Exercise tasks:
A. Summarize the well-stimulation ruling summary in three sentences.
B. In the well-stimulation ruling summary, to which body did the court say BOEM and BSEE failed to submit a consistency determination?

Excerpted passage:
--- START ---
NMFS concurred in the agencies’ determination that well-stimulation treatments may affect, but are not likely to adversely affect, listed marine animals. The court held that an agency can cure an earlier failure to consult so long as it has not made an irreversible commitment of resources. The court determined that the BAs contained a thorough analysis of the effect of well-stimulation treatment on listed species, which indicated that BOEM and BSEE engaged in good-faith efforts to consult with NMFS. The court explained that substantive challenges to the BAs should be brought in a separate case challenging NMFS’s concurrence letter, rather than the current case, which alleged a failure to initiate consultation.

In contrast, FWS requested more information from the agencies before beginning the formal consultation process. As such, the court agreed with the plaintiffs that BOEM and BSEE did not adequately consult with FWS because FWS was still waiting for additional information before beginning the formal consultation process. The court prohibited BOEM and BSEE from approving any plans or permits for the use of well-stimulation treatments on the Pacific Outer Continental Shelf until they completed consultation with FWS.

Coastal Zone Management Act

The court ruled that BOEM and BSEE violated the CZMA by failing to submit to the California Coastal Commission a determination as to whether the proposed use of well-stimulation treatments is consistent with California’s coastal management program.

The court found that the programmatic EA was a “federal agency activity” that triggered the CZMA because it reflected a plan for the agencies to allow well-stimulation treatments on the Pacific Outer Continental Shelf, and it was reasonably foreseeable that the decision to consider permits for well-stimulation treatments would have costal effects.

The court also held that the agencies were required to submit a consistency determination for the programmatic EA. The court explained that the CZMA does not prohibit multiple rounds of consistency review, first for antecedent plans and later for approvals that are not subsidiary to those plans. Here, the agencies were required to submit a consistency determination for the programmatic decision to allow well-stimulation treatment on the Pacific Outer Continental Shelf because this was antecedent to review of future approvals for the use of well-stimulation treatments. Thus, the court prohibited BOEM and BSEE from approving any plans or permits for the use of well-stimulation treatments on the Pacific Outer Continental Shelf until they submitted a consistency determination to the California Coastal Commission and completed the CZMA review process for the EA.
--- END ---
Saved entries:
--- START ---
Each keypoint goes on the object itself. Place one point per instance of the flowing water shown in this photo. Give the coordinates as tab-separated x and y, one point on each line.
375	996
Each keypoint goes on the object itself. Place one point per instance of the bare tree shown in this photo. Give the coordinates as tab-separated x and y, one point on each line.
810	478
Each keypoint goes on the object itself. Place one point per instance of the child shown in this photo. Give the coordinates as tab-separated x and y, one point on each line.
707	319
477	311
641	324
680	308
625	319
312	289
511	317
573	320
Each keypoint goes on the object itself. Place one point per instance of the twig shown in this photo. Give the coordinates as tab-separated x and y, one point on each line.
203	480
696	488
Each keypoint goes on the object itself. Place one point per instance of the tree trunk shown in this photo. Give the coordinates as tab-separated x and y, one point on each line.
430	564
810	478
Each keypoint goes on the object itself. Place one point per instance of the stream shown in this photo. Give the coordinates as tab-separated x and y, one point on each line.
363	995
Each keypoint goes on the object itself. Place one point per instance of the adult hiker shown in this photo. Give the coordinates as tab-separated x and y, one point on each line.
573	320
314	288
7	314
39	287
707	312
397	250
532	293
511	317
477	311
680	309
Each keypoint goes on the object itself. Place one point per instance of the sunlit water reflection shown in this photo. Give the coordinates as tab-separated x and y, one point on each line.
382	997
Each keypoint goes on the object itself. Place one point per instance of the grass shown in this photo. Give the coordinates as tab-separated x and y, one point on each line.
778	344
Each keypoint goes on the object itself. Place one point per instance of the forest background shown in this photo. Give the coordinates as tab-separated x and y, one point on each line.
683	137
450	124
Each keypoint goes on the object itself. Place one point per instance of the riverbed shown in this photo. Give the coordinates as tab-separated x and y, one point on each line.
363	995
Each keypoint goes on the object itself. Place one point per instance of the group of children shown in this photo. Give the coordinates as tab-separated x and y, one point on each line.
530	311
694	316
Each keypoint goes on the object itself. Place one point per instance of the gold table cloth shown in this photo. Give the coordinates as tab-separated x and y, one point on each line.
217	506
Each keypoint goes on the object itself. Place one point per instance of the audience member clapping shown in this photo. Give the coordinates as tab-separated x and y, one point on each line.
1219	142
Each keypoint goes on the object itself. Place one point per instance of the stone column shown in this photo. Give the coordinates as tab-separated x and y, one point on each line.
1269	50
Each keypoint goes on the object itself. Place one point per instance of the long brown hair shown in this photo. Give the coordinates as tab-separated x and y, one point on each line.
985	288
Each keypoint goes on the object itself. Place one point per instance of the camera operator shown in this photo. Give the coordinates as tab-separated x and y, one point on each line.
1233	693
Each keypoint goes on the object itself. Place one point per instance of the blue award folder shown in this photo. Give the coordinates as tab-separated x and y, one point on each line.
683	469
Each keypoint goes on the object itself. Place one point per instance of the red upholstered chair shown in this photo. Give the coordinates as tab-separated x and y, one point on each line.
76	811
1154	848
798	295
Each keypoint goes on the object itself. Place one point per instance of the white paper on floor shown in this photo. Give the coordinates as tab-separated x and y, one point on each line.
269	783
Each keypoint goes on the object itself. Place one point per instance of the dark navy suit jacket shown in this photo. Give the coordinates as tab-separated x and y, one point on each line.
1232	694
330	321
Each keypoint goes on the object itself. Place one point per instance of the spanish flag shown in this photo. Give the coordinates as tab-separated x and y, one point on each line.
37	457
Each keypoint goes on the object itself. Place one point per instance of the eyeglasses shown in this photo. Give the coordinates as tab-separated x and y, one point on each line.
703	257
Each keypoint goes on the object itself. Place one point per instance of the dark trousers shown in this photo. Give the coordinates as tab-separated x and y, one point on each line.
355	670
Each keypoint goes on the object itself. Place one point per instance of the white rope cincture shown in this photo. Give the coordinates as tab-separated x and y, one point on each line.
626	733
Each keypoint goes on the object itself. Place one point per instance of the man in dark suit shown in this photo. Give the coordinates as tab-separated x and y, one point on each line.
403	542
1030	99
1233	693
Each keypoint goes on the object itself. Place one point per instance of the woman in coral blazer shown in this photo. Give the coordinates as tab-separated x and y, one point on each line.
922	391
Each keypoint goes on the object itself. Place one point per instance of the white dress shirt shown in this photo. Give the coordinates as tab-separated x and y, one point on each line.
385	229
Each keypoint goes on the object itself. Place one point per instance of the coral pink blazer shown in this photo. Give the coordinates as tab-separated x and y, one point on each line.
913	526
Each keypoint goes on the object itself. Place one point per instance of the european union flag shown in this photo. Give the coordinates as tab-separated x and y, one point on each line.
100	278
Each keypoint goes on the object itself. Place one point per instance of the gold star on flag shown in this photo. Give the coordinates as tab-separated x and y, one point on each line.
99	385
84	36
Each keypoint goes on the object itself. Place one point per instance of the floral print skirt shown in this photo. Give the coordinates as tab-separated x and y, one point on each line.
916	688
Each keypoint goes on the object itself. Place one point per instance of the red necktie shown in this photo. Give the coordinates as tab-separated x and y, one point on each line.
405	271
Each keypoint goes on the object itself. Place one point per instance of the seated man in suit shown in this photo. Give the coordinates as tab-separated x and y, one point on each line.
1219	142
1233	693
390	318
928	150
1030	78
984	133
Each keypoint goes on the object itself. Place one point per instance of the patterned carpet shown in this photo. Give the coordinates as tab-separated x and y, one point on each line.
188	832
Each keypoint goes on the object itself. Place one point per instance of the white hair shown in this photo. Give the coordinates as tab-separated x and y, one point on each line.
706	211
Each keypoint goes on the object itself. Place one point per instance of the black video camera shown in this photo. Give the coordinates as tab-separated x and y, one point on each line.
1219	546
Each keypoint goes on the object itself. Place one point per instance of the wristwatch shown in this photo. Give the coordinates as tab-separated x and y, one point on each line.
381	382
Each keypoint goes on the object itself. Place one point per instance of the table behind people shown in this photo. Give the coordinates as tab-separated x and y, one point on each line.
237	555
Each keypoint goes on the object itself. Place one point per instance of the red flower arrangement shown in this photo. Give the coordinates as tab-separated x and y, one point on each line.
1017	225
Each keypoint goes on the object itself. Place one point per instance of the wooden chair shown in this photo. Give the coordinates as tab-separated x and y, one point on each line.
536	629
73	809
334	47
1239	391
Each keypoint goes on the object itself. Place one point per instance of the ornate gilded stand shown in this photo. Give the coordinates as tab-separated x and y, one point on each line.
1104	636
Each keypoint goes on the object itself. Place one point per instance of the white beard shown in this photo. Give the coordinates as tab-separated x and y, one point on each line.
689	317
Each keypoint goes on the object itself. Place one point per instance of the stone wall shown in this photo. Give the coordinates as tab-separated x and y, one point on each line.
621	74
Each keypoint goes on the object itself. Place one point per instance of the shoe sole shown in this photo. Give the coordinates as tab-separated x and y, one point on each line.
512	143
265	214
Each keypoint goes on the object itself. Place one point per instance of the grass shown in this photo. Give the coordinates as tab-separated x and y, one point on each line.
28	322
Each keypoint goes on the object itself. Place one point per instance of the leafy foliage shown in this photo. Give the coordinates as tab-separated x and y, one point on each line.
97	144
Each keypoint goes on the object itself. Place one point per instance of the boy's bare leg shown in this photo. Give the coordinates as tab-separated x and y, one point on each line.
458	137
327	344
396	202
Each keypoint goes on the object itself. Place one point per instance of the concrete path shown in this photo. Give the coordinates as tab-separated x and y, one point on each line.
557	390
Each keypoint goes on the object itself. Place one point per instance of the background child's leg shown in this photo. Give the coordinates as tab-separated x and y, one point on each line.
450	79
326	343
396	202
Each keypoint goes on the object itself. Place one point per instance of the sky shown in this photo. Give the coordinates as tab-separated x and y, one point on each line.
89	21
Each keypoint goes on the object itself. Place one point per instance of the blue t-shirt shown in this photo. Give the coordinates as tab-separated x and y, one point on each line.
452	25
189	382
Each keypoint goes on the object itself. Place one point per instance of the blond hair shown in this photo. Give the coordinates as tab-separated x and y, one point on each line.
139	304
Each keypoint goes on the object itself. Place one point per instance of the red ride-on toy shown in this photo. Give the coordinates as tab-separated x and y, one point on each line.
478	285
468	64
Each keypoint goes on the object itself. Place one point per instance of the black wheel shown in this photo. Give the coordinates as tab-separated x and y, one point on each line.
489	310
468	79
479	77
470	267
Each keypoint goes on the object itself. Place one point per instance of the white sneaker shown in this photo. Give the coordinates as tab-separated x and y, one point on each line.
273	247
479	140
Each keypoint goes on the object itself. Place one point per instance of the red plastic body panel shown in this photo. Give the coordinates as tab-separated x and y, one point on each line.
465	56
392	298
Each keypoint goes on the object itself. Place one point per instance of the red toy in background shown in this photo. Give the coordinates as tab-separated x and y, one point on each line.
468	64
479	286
--- END ---
Responses for each task:
A. The court found that BOEM and BSEE had made good-faith efforts to consult with NMFS, which concurred that well-stimulation treatments are not likely to adversely affect listed marine animals. However, it held that the agencies did not adequately consult with FWS, which was still waiting for additional information, and barred them from approving well-stimulation plans or permits on the Pacific Outer Continental Shelf until that consultation was complete. The court also ruled that the agencies violated the CZMA by failing to submit a consistency determination for the programmatic EA to the California Coastal Commission, and it barred such approvals until that review process was completed.

B. The California Coastal Commission.